L'offensiva cominciò il 29 settembre con l'attacco della 342ª divisione ai partigiani sulla strada tra Šabac e Loznica. Contemporaneamente una seconda offensiva, nota come operazione Višegrad, fu lanciata in Bosnia ed Erzegovina, in seguito annessa allo Stato Indipendente di Croazia dopo che la Guardia Interna Croata aveva sconfitto la resistenza partigiana e cetnica nelle zone tra Rogatica e Višegrad. Gli attacchi croati si protrassero per diverse settimane senza un significativo vantaggio da alcuna parte.
Il fronte interno alla resistenza
All'inizio di ottobre diverse cittadine serbe erano in mano ai partigiani o ai gruppi cetnici. Sebbene spesso in contrasto tra di loro, i due gruppi cominciarono a cooperare e a lanciare azioni comuni fino ad attaccare città più grandi. I comandi erano situati rispettivamente a Užice e Požega, a 15 km di distanza[9]. Tuttavia col passare del tempo emersero i primi contrasti tra i due movimenti che portarono a diverse violazioni degli accordi. Inoltre, mentre tra i partigiani la strategia di attacco contro gli era condivisa e approvata tra i propri membri, tra i cetnici esistevano diverse fazioni; una di queste perseguiva addirittura la sospensione delle ostilità contro i tedeschi e di concentrare le forze contro i partigiani. All'interno del movimento si produsse così una frattura: i gruppi facenti capo a Vlada Zećević e Ratko Martinović si unirono ai partigiani[10].
Tito e Mihailović si incontrarono nuovamente il 26 (o 27) ottobre 1941 a Brajići vicino Ravna Gora in un ultimo tentativo di consenso, ma raggiunsero un accordo solo su questioni secondarie[11]. Mihailović contestava la proposta di stabilire un comando unico, che avrebbe comportato azioni belliche comuni contro i tedeschi e la formazione di unità comuni di supporto alle truppe e di comitati di liberazione nazionali[12]. Mihailović, d'altronde, non nutriva grandi speranze alla vigilia dell'incontro in quanto il comando cetnico aveva già avviato contatti con il capitano Josef Matl dell' Abwehr (l'intelligence nazista) per un incontro da tenersi il 28 ottobre. Mihailović aveva infatti autorizzato due suoi collaboratori, il colonnello Branislav Pantić e il capitano Nenad Mitrović, a entrare in contatto con il primo ministro serboMilan Nedić e con il comando tedesco per offrire le proprie forze per combattere le "bande comuniste" nel territorio serbo, chiedendo a tale scopo "5.000 fucili, 350 mitragliatrici leggere e 20 mitragliatrici pesanti"[13].
= = = = =
- _REQUISITI DEL COMPITO_: Scrivi il seguito del testo sulla resistenza partigiana e cetnica in Serbia nel 1941, riprendendo da dove termina. Questi dati non servono allo svolgimento.

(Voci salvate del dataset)
= = = = =
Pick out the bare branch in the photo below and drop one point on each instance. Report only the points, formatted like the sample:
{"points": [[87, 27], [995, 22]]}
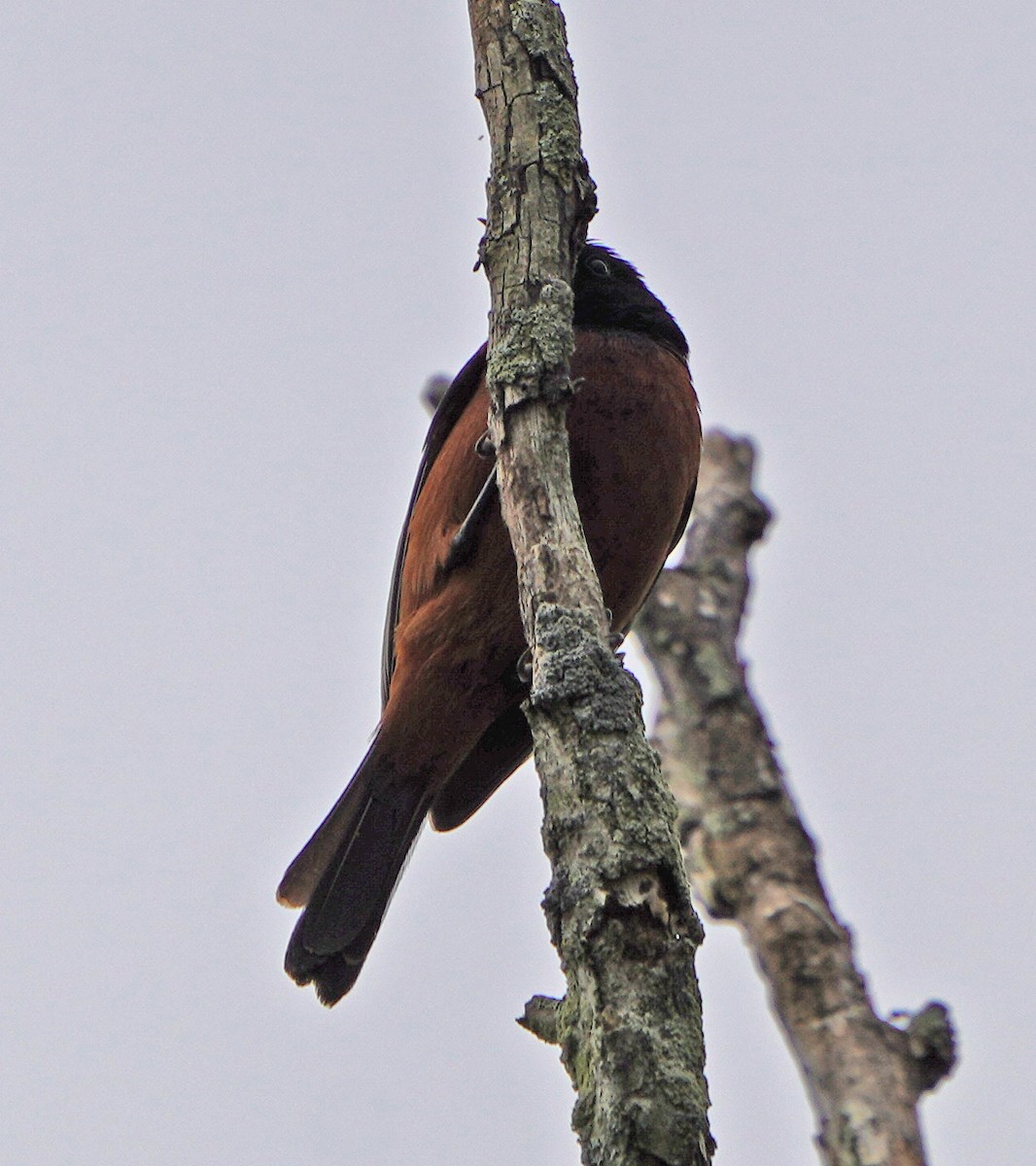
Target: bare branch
{"points": [[618, 907], [748, 854]]}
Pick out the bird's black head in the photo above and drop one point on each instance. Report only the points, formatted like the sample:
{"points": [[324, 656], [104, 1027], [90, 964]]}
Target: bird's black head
{"points": [[610, 292]]}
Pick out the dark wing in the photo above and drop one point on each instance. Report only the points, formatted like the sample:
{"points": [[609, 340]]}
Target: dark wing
{"points": [[454, 402]]}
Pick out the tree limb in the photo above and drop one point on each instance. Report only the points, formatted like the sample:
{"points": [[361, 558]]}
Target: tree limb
{"points": [[618, 907], [748, 854]]}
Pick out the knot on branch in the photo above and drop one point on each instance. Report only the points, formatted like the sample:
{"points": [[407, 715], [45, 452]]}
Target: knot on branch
{"points": [[530, 339], [541, 1018], [932, 1044], [575, 669]]}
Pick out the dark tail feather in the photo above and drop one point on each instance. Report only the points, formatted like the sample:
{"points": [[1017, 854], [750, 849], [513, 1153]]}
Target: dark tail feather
{"points": [[372, 832]]}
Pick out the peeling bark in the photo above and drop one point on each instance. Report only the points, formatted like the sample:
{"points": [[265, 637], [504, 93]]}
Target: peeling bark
{"points": [[618, 907], [748, 854]]}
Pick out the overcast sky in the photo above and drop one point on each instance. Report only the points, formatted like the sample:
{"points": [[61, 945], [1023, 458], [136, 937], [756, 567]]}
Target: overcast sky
{"points": [[236, 239]]}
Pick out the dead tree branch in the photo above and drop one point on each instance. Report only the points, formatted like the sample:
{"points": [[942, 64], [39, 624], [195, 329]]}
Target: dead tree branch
{"points": [[748, 854], [617, 908]]}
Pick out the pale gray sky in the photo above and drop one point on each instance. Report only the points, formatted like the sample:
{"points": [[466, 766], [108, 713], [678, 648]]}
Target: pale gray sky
{"points": [[236, 239]]}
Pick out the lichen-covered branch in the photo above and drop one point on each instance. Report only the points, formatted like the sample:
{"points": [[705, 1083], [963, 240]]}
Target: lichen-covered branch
{"points": [[618, 908], [748, 854]]}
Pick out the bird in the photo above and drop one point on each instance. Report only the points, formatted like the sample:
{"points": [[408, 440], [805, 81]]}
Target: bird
{"points": [[454, 669]]}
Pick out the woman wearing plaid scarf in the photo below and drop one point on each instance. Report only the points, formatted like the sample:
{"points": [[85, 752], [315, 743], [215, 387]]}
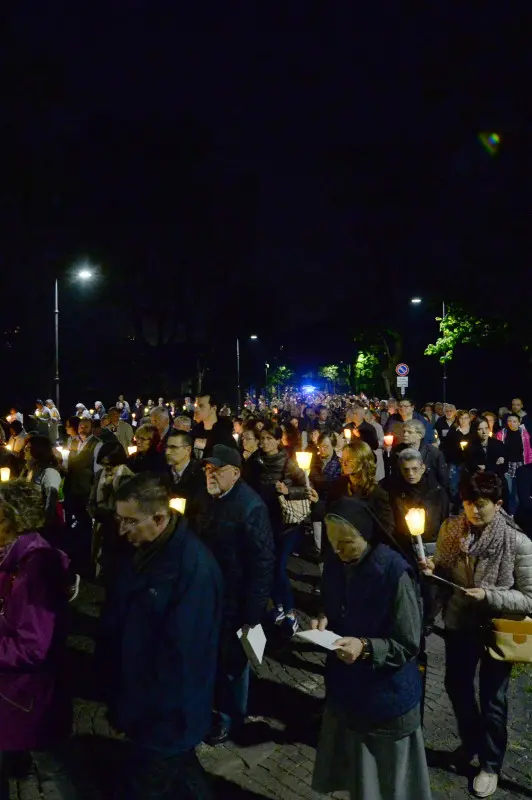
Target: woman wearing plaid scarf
{"points": [[483, 551]]}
= = = = =
- _RISPOSTA AL COMPITO_:
Dopo più di un mese di mancati accordi e piccole scaramucce tra le due parti, il 1º novembre i cetnici lanciarono un attacco di massa contro i partigiani nella zona di Užice, centro del comando di Tito. In un primo momento i cetnici furono respinti, avendo sottostimato le forze partigiane ed essendo a corto di armi dopo i mancati rifornimenti britannici; il capitano Duane Hudson, l'ufficiale britannico di collegamento in Jugoslavia, aveva informato il comando alleato al Cairo di sospendere i rifornimenti per non fomentare il conflitto tra le due fazioni[14]. Tuttavia le intenzioni di Tito, come quelle di Mihailović, erano di raggiungere una tregua, sebbene entrambi fossero incalzati da alcun idei propri ufficiali ad accelerare le ostilità contro l'altro schieramento; il morale tra i membri dei due movimenti si infiacchì presto a causa di continui cessate il fuoco seguiti da ultimatum e rappresaglie[15]. In un'occasione, dopo un attacco cetnico ai partigiani, i primi si ritrovarono circondati; i partigiani tuttavia permisero loro di fuggire nella speranza che il gesto potesse indurre l'altra fazione e riprendere la lotta contro i tedeschi.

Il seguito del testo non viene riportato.